Clearly, comfort in a living space is not just about the temperature of the air-conditioner or the number of LED lights installed. Comfort is the holistic experience provided by a space that makes you feel productive, happy, healthy and ultimately ensures well-being. Even in a building designed with all modern facilities, there may be simple factors that are the cause of discomfort. What are these factors that make one living space less or more comfortable than the other? 

As we spend almost 90% of our time indoors, it is important for us to understand these factors and remove the causes of discomfort in indoor spaces.

Let us look at 10 factors that you need to eliminate to ensure comfort in your living space:

1. Thermal Discomfort

“Is it just me or the AC seems to be not working today?” “Why is this conference room so cold?” Feeling hot at your workstation in office or freezing in a conference is something most of us are familiar with. The reason behind this may not be a problem with the Air-Conditioning system but rather a gap in the common understanding of Thermal Comfort. According to the ANSI/ASHRAE Standard 55-2010, thermal comfort is defined as “that condition of mind which expresses satisfaction with the thermal environment and is assessed by subjective evaluation.”

* [Provided data]:
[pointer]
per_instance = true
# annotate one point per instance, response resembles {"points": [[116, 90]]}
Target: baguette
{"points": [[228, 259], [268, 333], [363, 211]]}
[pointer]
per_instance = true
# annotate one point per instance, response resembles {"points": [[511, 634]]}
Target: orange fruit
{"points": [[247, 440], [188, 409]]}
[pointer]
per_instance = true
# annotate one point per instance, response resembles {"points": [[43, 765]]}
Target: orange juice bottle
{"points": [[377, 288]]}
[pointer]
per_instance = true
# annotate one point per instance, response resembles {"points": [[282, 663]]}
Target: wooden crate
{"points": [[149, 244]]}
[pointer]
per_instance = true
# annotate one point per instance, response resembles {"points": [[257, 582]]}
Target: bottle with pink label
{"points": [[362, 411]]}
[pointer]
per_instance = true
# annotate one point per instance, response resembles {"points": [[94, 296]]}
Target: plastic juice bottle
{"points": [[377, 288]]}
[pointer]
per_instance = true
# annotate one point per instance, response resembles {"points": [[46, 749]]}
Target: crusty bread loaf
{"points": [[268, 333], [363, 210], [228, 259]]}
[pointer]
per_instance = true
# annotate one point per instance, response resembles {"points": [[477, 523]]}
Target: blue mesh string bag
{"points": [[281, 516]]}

* * *

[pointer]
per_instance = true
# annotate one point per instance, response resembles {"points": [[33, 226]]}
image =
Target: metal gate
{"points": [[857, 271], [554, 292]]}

* [Work to do]:
Answer these from the text on comfort in living spaces:
1. What share of our time does it say we spend indoors?
2. How many factors to eliminate does it set out to cover?
3. Which standard does it cite for the definition of thermal comfort?

* [Written response]:
1. Almost 90%
2. 10
3. ANSI/ASHRAE Standard 55-2010